**Texto exibido**
○ ○ ○ ○ ○

No caso do crime de tráfico de drogas, a dosagem da pena apresenta uma particularidade na primeira fase da dosimetria. A Lei de Tóxicos, ou Lei de Drogas (Lei nº 11.343/09), em seu artigo 42, determina que, além das circunstâncias judiciais, devem ser consideradas mais duas variáveis: a natureza e a quantidade da droga. Assim, as oito circunstâncias passam a ser dez, fazendo com que a fração aplicada ao intervalo de pena abstrata, que era de 1/8, se transforme em 1/10 para o aumento da pena referente a cada circunstância judicial negativa. Esse entendimento foi corroborado pela Apelação Criminal nº 0002593-55.2020.8.12.0013 e tem sido repetido no Tribunal de Justiça de Mato Grosso do Sul (BRASIL, Tribunal de Justiça de Mato Grosso do Sul, 2023).

○ ○ ○ ○ ○

**Dados brutos**
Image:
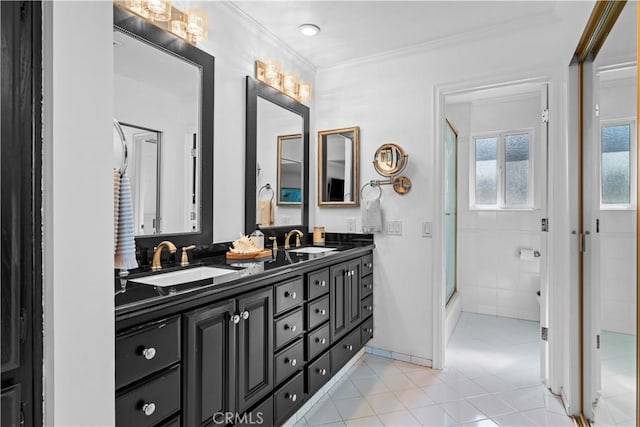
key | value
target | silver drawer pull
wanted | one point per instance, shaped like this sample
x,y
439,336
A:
x,y
149,408
292,397
292,362
149,353
292,327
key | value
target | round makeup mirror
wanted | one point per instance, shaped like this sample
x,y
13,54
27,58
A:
x,y
390,159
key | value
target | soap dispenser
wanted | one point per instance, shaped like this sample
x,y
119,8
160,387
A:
x,y
257,237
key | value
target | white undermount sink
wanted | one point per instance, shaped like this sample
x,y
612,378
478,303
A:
x,y
312,250
175,278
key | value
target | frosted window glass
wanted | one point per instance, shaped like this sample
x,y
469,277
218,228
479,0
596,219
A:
x,y
486,171
616,164
517,169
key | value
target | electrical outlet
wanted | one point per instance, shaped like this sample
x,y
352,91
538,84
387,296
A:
x,y
394,228
426,229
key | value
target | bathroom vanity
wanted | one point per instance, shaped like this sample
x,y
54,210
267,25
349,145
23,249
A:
x,y
251,347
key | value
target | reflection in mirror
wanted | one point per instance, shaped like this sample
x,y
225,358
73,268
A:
x,y
158,93
338,164
279,156
290,169
613,388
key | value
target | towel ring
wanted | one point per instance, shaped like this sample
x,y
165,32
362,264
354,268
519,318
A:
x,y
371,184
266,187
125,151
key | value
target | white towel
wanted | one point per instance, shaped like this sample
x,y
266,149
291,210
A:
x,y
371,216
125,256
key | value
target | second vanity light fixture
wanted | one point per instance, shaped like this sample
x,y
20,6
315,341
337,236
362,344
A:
x,y
270,73
189,25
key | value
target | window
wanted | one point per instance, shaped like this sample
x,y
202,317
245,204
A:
x,y
617,166
502,171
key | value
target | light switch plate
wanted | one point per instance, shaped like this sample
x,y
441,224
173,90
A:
x,y
394,228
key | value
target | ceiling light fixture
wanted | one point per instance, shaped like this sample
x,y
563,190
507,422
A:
x,y
309,29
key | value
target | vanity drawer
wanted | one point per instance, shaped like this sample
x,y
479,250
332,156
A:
x,y
288,295
367,286
366,331
151,402
367,306
318,373
345,349
318,341
317,312
317,283
367,264
289,398
147,349
288,328
289,361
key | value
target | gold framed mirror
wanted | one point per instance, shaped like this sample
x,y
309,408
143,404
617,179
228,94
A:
x,y
338,167
289,174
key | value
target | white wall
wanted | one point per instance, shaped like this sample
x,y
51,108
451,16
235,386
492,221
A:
x,y
78,214
491,277
391,98
618,228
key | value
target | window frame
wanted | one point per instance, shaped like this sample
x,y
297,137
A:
x,y
501,186
633,170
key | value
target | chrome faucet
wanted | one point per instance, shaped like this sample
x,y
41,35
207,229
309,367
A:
x,y
157,251
287,236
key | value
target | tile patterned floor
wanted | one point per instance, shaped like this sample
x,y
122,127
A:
x,y
617,403
491,379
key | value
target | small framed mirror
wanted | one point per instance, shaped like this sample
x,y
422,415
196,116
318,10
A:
x,y
338,167
289,169
390,159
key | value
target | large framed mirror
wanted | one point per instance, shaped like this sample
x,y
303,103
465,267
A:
x,y
276,163
338,167
163,98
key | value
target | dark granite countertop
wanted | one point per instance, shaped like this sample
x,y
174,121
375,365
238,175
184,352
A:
x,y
135,296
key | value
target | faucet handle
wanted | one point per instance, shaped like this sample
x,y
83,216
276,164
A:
x,y
275,242
185,258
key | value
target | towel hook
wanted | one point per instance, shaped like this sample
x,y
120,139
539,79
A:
x,y
371,183
125,152
266,187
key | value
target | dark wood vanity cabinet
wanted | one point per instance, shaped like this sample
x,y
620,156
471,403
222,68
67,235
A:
x,y
254,357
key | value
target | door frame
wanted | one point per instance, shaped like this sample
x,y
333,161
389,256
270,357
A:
x,y
438,275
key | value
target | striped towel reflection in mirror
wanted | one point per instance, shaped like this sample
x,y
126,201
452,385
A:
x,y
125,253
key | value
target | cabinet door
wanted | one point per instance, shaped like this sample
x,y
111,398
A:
x,y
355,292
255,348
339,301
209,363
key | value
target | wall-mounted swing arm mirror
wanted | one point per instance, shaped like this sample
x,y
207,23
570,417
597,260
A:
x,y
338,167
163,88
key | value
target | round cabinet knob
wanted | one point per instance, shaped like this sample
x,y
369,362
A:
x,y
292,397
149,408
288,294
292,362
149,353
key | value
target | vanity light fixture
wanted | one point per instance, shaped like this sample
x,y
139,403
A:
x,y
309,30
190,25
269,73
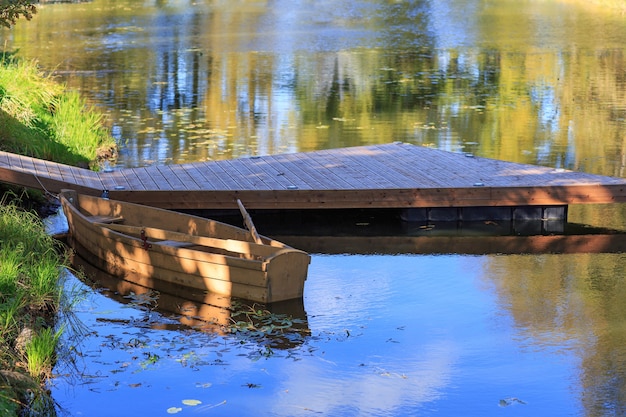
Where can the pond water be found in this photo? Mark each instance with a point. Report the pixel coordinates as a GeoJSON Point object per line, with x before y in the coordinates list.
{"type": "Point", "coordinates": [389, 332]}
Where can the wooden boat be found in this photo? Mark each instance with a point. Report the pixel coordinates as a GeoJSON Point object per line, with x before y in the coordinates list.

○ ○ ○ ○ ○

**Enunciado**
No texto sobre a pena no tráfico de drogas, reescreva o trecho que começa em "No caso do crime" e termina em "do Sul, 2023).", trocando "dosimetria" por "aplicação da pena".

**Resposta**
No caso do crime de tráfico de drogas, a dosagem da pena apresenta uma particularidade na primeira fase da aplicação da pena. A Lei de Tóxicos, ou Lei de Drogas (Lei nº 11.343/09), em seu artigo 42, determina que, além das circunstâncias judiciais, devem ser consideradas mais duas variáveis: a natureza e a quantidade da droga. Assim, as oito circunstâncias passam a ser dez, fazendo com que a fração aplicada ao intervalo de pena abstrata, que era de 1/8, se transforme em 1/10 para o aumento da pena referente a cada circunstância judicial negativa. Esse entendimento foi corroborado pela Apelação Criminal nº 0002593-55.2020.8.12.0013 e tem sido repetido no Tribunal de Justiça de Mato Grosso do Sul (BRASIL, Tribunal de Justiça de Mato Grosso do Sul, 2023).